_WORK TASK_
In the data below, the answer is the run of lines from the line containing "Where can you find the white ceramic surface" through the line containing "Where can you find the white bowl", both included; print it exactly and nothing else.

Top of SUPPLIED INFORMATION

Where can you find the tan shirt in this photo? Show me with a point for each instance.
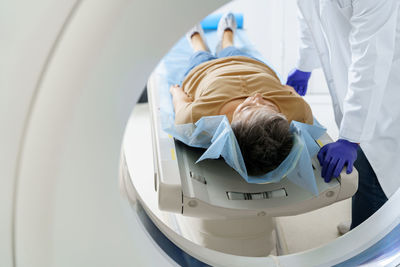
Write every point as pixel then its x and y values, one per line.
pixel 214 83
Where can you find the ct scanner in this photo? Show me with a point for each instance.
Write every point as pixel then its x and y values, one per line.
pixel 71 72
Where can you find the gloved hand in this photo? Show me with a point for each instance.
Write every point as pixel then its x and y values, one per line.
pixel 334 156
pixel 298 80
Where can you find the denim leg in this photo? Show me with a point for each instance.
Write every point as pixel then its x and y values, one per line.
pixel 196 59
pixel 369 196
pixel 232 51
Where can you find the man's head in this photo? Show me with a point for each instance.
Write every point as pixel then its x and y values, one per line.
pixel 262 133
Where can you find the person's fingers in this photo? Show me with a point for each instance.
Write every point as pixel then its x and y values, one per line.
pixel 321 154
pixel 331 167
pixel 300 91
pixel 339 168
pixel 304 90
pixel 349 167
pixel 325 166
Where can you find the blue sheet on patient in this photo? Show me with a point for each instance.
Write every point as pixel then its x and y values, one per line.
pixel 215 134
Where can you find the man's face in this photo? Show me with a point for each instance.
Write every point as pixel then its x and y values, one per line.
pixel 251 105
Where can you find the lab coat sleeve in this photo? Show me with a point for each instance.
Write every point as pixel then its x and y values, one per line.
pixel 372 43
pixel 308 56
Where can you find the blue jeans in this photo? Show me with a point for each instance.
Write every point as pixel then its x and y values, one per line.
pixel 202 56
pixel 369 196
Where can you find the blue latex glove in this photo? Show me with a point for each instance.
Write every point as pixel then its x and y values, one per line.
pixel 298 80
pixel 334 156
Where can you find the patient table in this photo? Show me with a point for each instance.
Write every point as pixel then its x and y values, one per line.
pixel 210 204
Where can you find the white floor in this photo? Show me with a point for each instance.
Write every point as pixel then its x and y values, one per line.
pixel 272 27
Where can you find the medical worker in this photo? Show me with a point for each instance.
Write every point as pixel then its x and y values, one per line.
pixel 357 44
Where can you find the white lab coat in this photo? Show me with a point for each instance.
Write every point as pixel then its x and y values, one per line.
pixel 357 43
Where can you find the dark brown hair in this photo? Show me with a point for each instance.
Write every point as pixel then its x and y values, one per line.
pixel 265 141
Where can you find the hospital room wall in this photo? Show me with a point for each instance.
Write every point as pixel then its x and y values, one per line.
pixel 272 26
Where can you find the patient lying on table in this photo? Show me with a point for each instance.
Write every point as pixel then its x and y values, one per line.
pixel 244 89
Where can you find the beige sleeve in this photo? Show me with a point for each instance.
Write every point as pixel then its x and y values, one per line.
pixel 184 114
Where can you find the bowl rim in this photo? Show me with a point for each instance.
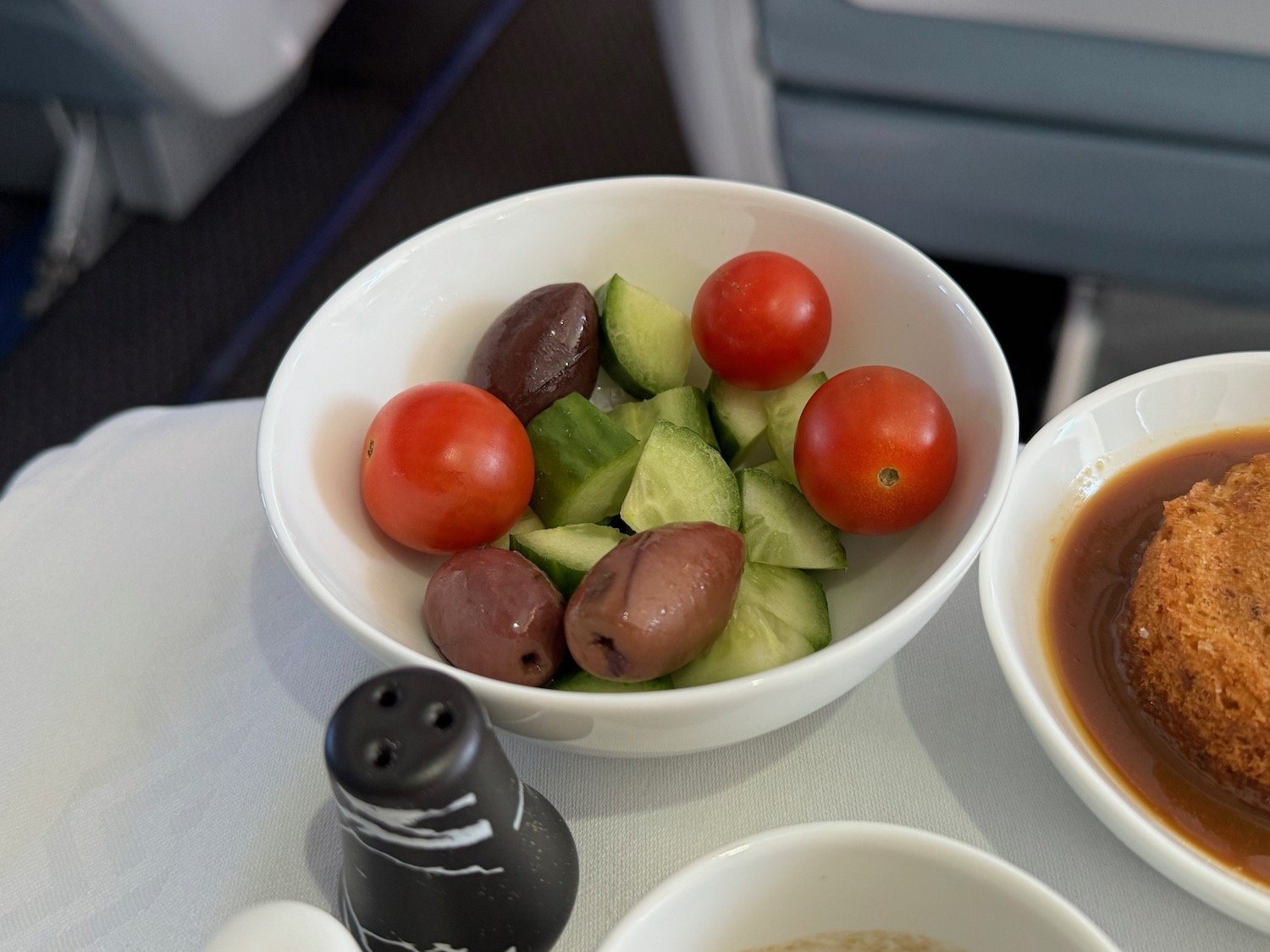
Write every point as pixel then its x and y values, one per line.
pixel 848 834
pixel 931 592
pixel 1081 763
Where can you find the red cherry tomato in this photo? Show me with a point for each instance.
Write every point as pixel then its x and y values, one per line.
pixel 762 320
pixel 875 449
pixel 446 466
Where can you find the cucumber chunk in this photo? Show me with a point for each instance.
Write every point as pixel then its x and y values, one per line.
pixel 784 408
pixel 586 680
pixel 780 614
pixel 528 522
pixel 582 462
pixel 782 528
pixel 566 553
pixel 683 406
pixel 775 467
pixel 645 344
pixel 680 479
pixel 739 419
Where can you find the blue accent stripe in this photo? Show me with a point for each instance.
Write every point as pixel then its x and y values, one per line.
pixel 17 274
pixel 429 101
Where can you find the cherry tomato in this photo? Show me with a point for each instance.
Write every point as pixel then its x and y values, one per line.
pixel 446 466
pixel 875 449
pixel 761 320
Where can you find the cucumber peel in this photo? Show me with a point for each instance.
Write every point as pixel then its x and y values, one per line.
pixel 680 477
pixel 780 616
pixel 566 553
pixel 739 419
pixel 683 406
pixel 782 528
pixel 645 344
pixel 784 408
pixel 582 462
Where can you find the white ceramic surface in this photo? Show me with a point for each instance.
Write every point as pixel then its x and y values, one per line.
pixel 416 315
pixel 832 878
pixel 284 926
pixel 1063 464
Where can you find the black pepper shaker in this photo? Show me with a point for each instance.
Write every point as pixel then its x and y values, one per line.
pixel 444 845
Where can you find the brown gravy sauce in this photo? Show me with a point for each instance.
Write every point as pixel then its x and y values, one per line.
pixel 866 941
pixel 1090 579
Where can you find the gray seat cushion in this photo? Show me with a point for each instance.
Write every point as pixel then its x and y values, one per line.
pixel 1043 197
pixel 1069 79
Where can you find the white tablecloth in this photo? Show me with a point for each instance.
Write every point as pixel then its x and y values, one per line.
pixel 164 688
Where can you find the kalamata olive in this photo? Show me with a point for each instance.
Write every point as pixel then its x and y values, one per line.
pixel 493 612
pixel 543 347
pixel 655 601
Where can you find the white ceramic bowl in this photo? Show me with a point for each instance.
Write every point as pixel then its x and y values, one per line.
pixel 1092 439
pixel 842 878
pixel 416 315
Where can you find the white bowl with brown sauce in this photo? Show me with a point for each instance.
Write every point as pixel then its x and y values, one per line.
pixel 417 314
pixel 1054 581
pixel 845 886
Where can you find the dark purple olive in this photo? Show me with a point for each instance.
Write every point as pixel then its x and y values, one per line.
pixel 655 601
pixel 493 612
pixel 543 347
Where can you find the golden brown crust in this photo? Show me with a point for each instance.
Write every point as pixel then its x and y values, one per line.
pixel 1196 649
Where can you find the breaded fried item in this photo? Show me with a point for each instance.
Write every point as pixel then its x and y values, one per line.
pixel 1196 649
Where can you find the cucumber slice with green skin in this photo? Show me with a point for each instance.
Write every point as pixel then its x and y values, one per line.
pixel 582 462
pixel 645 344
pixel 739 419
pixel 775 467
pixel 528 522
pixel 784 409
pixel 566 553
pixel 586 680
pixel 680 479
pixel 782 528
pixel 683 406
pixel 780 616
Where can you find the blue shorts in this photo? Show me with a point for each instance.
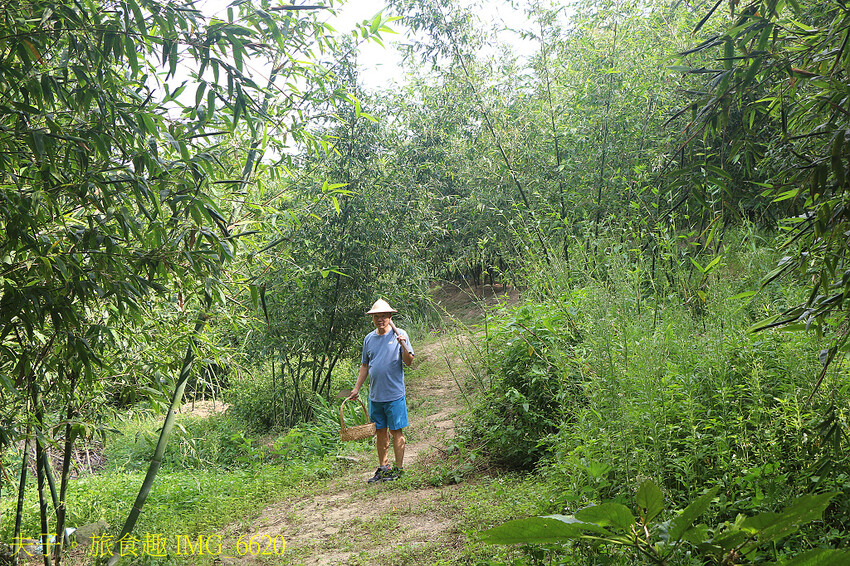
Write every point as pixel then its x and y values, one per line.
pixel 390 414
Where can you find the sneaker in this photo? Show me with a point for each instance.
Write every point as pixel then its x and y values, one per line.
pixel 380 474
pixel 394 474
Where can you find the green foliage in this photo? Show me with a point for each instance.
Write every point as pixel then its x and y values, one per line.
pixel 783 75
pixel 658 542
pixel 535 387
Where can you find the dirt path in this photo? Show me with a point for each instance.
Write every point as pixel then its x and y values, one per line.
pixel 352 522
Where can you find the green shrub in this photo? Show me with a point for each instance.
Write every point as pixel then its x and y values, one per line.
pixel 535 385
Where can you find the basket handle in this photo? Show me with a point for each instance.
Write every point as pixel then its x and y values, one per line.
pixel 342 406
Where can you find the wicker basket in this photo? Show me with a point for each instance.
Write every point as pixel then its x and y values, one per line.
pixel 359 432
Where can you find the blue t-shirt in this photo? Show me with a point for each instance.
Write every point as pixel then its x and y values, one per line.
pixel 386 368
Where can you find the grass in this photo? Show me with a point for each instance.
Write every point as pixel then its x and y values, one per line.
pixel 662 387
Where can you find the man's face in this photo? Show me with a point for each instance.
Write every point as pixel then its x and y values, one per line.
pixel 381 321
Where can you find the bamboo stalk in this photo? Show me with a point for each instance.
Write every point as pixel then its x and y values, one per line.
pixel 19 511
pixel 162 443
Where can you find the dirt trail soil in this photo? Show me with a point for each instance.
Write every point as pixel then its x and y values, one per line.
pixel 351 521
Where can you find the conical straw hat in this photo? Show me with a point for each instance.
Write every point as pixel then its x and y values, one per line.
pixel 381 306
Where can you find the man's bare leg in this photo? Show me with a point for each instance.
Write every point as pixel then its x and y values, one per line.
pixel 383 446
pixel 398 447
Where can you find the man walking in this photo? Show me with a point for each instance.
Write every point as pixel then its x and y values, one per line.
pixel 386 350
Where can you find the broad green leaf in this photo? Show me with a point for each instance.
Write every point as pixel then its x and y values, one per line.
pixel 684 521
pixel 608 515
pixel 650 501
pixel 804 510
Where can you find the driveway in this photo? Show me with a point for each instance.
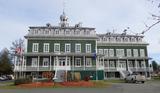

Bottom of SUPPLIED INFORMATION

_YOUR RESPONSE_
Where can you find the white ceramic surface in this photo? Show me with a point for each instance.
Write every point as pixel then its x and y values, one per line.
pixel 416 315
pixel 832 878
pixel 284 926
pixel 1063 464
Where can you find the black pepper shaker in this photo? Show me with a point for each instance.
Write every point as pixel then its x and y values, one per line.
pixel 444 845
Where can you find the brown gravy sauce in this photo? Show me with a point for each instance.
Write every point as pixel then its x and y values, one per line.
pixel 866 941
pixel 1090 579
Where can you find the gray seat cushion in this photo? Show me with a point for each instance.
Write every point as pixel then its x and y values, one per line.
pixel 1043 197
pixel 1069 79
Where can you find the white tablecloth in this photo? Show me with a point for each instance.
Write every point as pixel then its x and y values, one per line.
pixel 164 688
Where can you find the kalamata olive in this photo? Show me with a point for each instance.
Write every point as pixel then its x and y values, one per line.
pixel 493 612
pixel 543 347
pixel 655 601
Where can you find the white ceramic bowl in this photo? Show me with a point for each instance.
Write every point as pixel then its x and y values, one per line.
pixel 1092 439
pixel 842 878
pixel 416 315
Where can you find the white bowl with brown sauce in this photo? Show me with a point for each instance.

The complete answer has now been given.